What you will do → Please copy all of the data below word for word, keeping every line unchanged and in its original order.

──────── Records for the task

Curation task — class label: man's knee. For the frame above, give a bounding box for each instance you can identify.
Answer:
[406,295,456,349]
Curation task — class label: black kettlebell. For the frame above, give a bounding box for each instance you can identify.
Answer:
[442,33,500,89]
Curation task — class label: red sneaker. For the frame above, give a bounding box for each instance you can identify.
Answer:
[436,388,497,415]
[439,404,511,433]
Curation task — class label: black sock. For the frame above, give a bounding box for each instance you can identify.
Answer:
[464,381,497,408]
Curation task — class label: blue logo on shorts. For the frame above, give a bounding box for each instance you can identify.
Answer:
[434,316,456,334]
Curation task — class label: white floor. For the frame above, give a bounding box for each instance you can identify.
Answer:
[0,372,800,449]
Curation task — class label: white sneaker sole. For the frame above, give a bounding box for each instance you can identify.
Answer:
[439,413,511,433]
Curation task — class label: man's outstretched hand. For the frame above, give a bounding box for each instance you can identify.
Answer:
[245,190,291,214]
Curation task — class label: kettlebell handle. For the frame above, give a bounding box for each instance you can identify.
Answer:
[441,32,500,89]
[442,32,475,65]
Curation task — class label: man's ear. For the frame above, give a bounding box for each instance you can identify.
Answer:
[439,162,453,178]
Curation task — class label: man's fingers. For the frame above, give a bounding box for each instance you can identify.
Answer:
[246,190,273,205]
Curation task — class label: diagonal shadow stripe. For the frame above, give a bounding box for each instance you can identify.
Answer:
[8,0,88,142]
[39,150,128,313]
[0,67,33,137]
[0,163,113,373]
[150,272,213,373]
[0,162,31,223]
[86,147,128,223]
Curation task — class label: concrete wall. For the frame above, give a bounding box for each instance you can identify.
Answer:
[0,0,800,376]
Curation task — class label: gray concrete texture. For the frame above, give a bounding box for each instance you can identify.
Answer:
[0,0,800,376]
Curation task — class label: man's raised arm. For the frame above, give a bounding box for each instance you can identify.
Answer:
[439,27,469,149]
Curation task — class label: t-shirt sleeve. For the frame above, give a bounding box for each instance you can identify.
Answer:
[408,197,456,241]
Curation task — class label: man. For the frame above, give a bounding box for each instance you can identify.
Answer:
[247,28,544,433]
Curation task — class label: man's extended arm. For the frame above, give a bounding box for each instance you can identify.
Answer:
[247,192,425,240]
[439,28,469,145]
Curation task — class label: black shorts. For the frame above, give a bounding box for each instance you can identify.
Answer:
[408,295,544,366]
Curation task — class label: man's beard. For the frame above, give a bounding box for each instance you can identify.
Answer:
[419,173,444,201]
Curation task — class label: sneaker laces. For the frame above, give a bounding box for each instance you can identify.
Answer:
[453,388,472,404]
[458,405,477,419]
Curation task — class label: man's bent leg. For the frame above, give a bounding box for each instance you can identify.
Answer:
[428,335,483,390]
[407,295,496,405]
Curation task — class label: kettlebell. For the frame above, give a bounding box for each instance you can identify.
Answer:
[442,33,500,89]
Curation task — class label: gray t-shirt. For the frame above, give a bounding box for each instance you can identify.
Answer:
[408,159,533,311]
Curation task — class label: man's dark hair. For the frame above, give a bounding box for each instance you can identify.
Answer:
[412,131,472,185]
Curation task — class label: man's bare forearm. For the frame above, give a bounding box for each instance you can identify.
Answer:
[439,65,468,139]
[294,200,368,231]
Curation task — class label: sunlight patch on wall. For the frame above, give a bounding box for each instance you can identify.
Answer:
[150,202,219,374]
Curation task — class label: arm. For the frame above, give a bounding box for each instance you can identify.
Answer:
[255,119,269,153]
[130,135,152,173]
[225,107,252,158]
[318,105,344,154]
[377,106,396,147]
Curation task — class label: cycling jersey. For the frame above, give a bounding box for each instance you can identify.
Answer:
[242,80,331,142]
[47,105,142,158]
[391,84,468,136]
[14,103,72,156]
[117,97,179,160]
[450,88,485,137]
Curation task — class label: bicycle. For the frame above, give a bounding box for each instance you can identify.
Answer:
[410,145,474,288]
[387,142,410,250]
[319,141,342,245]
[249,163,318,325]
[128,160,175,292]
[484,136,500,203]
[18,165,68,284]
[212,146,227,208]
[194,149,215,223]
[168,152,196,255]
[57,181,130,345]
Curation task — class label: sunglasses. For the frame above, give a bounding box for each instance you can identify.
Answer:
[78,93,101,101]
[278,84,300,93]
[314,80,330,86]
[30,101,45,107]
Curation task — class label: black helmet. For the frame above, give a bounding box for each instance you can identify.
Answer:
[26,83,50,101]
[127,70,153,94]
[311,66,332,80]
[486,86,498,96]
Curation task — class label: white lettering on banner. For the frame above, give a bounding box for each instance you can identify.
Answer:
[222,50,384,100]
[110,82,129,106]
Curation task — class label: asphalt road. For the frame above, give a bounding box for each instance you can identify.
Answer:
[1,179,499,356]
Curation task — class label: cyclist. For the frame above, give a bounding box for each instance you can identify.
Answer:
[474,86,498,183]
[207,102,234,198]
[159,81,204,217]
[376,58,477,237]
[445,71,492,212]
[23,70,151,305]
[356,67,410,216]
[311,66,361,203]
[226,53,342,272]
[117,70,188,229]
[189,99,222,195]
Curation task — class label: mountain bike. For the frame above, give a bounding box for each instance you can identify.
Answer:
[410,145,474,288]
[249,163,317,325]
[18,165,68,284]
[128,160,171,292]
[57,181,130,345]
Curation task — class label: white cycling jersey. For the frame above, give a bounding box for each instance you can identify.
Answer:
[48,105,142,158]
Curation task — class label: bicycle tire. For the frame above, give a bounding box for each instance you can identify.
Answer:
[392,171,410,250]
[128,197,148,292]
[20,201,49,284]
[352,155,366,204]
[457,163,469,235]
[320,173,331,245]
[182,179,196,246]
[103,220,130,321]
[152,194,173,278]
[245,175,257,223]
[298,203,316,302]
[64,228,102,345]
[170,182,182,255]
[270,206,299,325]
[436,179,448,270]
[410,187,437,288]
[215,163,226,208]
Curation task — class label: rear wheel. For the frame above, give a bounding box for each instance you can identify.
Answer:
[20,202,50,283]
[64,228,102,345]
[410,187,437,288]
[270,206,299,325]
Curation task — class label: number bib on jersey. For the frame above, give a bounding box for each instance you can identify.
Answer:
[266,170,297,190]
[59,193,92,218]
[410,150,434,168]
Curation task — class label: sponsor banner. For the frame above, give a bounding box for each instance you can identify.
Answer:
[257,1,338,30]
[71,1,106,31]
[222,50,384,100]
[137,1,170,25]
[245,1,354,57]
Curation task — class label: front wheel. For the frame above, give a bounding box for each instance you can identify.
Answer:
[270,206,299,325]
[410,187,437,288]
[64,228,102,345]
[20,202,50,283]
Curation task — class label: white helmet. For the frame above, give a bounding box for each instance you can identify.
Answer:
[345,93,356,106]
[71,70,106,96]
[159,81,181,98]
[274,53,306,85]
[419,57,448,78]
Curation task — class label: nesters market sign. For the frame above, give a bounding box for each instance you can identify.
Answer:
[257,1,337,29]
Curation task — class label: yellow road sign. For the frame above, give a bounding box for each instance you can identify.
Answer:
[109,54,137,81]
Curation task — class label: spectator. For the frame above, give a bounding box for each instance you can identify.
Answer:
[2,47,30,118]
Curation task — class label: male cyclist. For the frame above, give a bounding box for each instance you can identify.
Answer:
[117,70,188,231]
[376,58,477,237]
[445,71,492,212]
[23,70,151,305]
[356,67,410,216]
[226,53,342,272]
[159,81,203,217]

────────────────

Completed task →
Curation task — class label: man's knee. For the frame above, give a bounding box for each instance you can identify.
Answer:
[406,295,456,349]
Curation task — class label: black kettlebell. For the frame above, give a bounding box for each instance you can identify.
Answer:
[442,33,500,89]
Curation task — class label: red sneaker. For the frame above, give a bounding box for each instance you can identify.
Answer:
[436,388,497,415]
[439,404,511,433]
Curation task — class label: black sock. For the frame above, give a bounding box for each instance you can identify.
Answer:
[464,381,497,408]
Curation task — class label: blue logo on shorts. For the frame above, give a bounding box for each instance you can identify.
Answer:
[434,316,456,334]
Curation task — class label: white floor. For the frame above, give a bounding box for each instance you can identify.
Answer:
[0,372,800,449]
Curation task — class label: white sneaker sole. For the frame above, give a bounding box for each instance you can identify.
Answer:
[439,413,511,433]
Curation task — class label: man's outstretched hand. For the frame above, give a bounding box for each instance you can identify.
Answer:
[245,190,291,214]
Curation task — class label: kettlebell handle. For the frame above, give a bounding box for each instance you can identify.
Answer:
[441,32,500,89]
[442,32,475,65]
Curation task — class label: man's ear. For the frame above, give a bounding box for each instance you can identify.
Answer:
[439,162,453,178]
Curation task — class label: man's fingers. For the frame above, give a bounding box for each instance you can identify.
Answer:
[246,190,273,205]
Curation task — class label: diagonal shadow stripe. For the frame above, give a bounding box for each instance you can identify.
Answer:
[8,0,88,142]
[39,150,128,313]
[0,67,33,137]
[0,163,113,373]
[150,272,213,373]
[0,162,31,223]
[86,147,128,223]
Curation task — class label: concrete wall. For the frame above, give a bounding box for each instance you can identify.
Answer:
[0,0,800,376]
Curation task — class label: gray concrete texture. For the frame above, give a bounding box for each instance you can identify.
Answer:
[0,0,800,376]
Curation task — class label: man's raised arm. For the frame above, give a bounding box for each instance you can identify.
Answer:
[439,27,469,149]
Curation task — class label: t-shirt sleeve. For the frame above, give a bounding box for each instance you can identify.
Answer:
[408,197,456,241]
Curation task — class label: man. For the frame above, give a bounding box for each instance you can identify.
Answer:
[247,28,544,433]
Curation task — class label: man's extended arm. For the frame above, give a bounding box for each instance you can identify.
Answer:
[247,192,425,240]
[439,28,469,145]
Curation task — class label: black shorts. For the frame above, give a bounding box for each instance you can identify.
Answer:
[408,295,544,366]
Curation task — class label: man's beard. For the frame above, give a bounding box for each instance you can identify.
Answer:
[419,173,444,201]
Curation task — class label: sneaker laces. For the frame above, give a bounding box for each instance you can identify.
Answer:
[453,388,472,404]
[458,405,477,419]
Curation task — class label: man's bent leg. For the frame above, give a bounding box for each instance you can identify.
Answer:
[428,335,483,390]
[407,295,496,405]
Curation task — class label: kettlebell. For the frame above, give a bounding box for each instance you can identify.
Answer:
[442,33,500,89]
Curation task — class label: gray t-shirt. For the frame above, give a bounding box for each instance you can identify.
Answer:
[408,159,533,311]
Curation task — class label: man's dark hair. For the frame above, give a bounding box for each instance you can identify.
Answer:
[412,131,472,185]
Curation task — class label: man's bare forearm. For the frame above, give a bounding box for each instance you can identify.
Answer:
[439,65,468,139]
[294,200,368,231]
Curation task — class label: sunlight patch on wall. For the frame above, give a bounding box for each instance you can identify.
Answer:
[150,202,219,374]
Curation task — class label: arm. For the frame above, give a bounding box for each instance you can identify.
Answer:
[255,119,269,153]
[130,135,152,173]
[225,107,252,158]
[318,105,344,154]
[377,106,396,147]
Curation task — class label: cycling jersey. For the frame above, give a bounding box for each instance you can identify.
Answer:
[242,80,331,142]
[47,105,142,158]
[391,84,468,136]
[14,103,72,156]
[117,97,179,160]
[450,88,485,137]
Curation task — class label: bicycle. For the frame above, give a bounding box for each instance you can identify.
Answer:
[410,145,474,288]
[387,142,410,250]
[319,141,342,245]
[249,163,318,325]
[128,160,175,292]
[484,136,500,203]
[18,165,68,284]
[212,146,227,208]
[194,149,215,223]
[168,152,196,255]
[57,181,130,345]
Curation task — class label: sunglasses. For the frame above, give a bounding box for each instance you can identify.
Answer:
[78,93,101,101]
[278,84,300,93]
[314,80,330,86]
[30,101,45,107]
Curation task — class label: black helmet. For the frame above, give a bounding box for each instance you can identify.
Answer:
[26,83,50,101]
[127,70,153,94]
[311,66,332,80]
[486,86,498,96]
Curation task — class label: white lettering on banner. For the frame above, give a bounding box for each instance you can identify.
Answer:
[222,50,384,100]
[110,82,129,106]
Curation task — class label: asphalt road. For the frame above, give a bounding box for each instance you can identify.
Answer:
[1,179,499,356]
Curation task — class label: cyclist. For the frame above, give a bounding box for each instance you can identify.
Answer:
[474,86,498,183]
[207,102,234,198]
[159,81,204,217]
[376,58,477,237]
[445,71,492,212]
[23,70,151,305]
[356,67,410,216]
[311,66,361,203]
[226,53,342,272]
[117,70,188,229]
[189,99,222,195]
Curation task — class label: mountain bike. For the frame above, give a bounding box for each instance you can identify.
Answer:
[410,145,474,288]
[249,163,317,325]
[18,165,68,284]
[128,160,171,292]
[57,181,130,345]
Curation task — class label: white cycling jersey. For the frame above, give a bounding box for each instance you can identify.
Answer:
[48,105,142,158]
Curation task — class label: bicycle tire. For the frame above, give a bounding box for each instance you can identify.
Answer:
[392,171,410,250]
[128,197,148,292]
[20,201,49,284]
[352,155,366,204]
[457,163,469,235]
[320,173,331,245]
[182,179,196,246]
[103,220,130,321]
[152,194,173,278]
[245,175,257,223]
[298,203,316,302]
[64,228,102,345]
[170,182,182,255]
[270,206,299,325]
[436,179,448,270]
[410,187,437,288]
[215,163,226,208]
Curation task — class label: rear wheel. For the frame above, give a bounding box for each instance you can identify.
Answer:
[20,202,50,283]
[64,228,102,345]
[410,187,437,288]
[270,206,299,325]
Curation task — class label: number bib on jersey. For the frame above, give a bounding box for each instance you can identify.
Answer:
[266,170,297,190]
[59,193,92,218]
[410,150,434,168]
Curation task — class label: sponsor banner. For the frame above, give a bounding box for each instance you can identify.
Answer:
[257,1,338,30]
[71,1,106,31]
[222,50,384,100]
[137,1,170,25]
[245,1,354,57]
Curation task — class label: front wheel. For the frame above, give a bounding box for each instance you can identify.
Answer:
[270,206,299,325]
[410,187,437,288]
[64,228,102,345]
[20,202,50,283]
Curation task — class label: white helmet. For the frame above, give a bounding box for each instance you can identify.
Answer:
[345,93,356,106]
[71,70,106,96]
[159,81,181,98]
[274,53,306,85]
[419,57,448,78]
Curation task — class label: nesters market sign. For the frame above, give a bounding box for each instance you can identify.
Answer:
[257,1,337,29]
Curation task — class label: yellow road sign. For the frame above, give a bounding box for each instance you can identify.
Answer:
[109,54,137,81]
Curation task — class label: spectator. For the frame above, give a bounding box for each instance you can identify.
Answer:
[2,47,30,118]
Curation task — class label: male cyclist. For the frame above, give a bounding box for each instance you can identify.
Answer:
[117,70,188,231]
[376,58,477,237]
[445,71,492,212]
[23,70,151,305]
[356,67,410,216]
[226,53,342,272]
[159,81,203,217]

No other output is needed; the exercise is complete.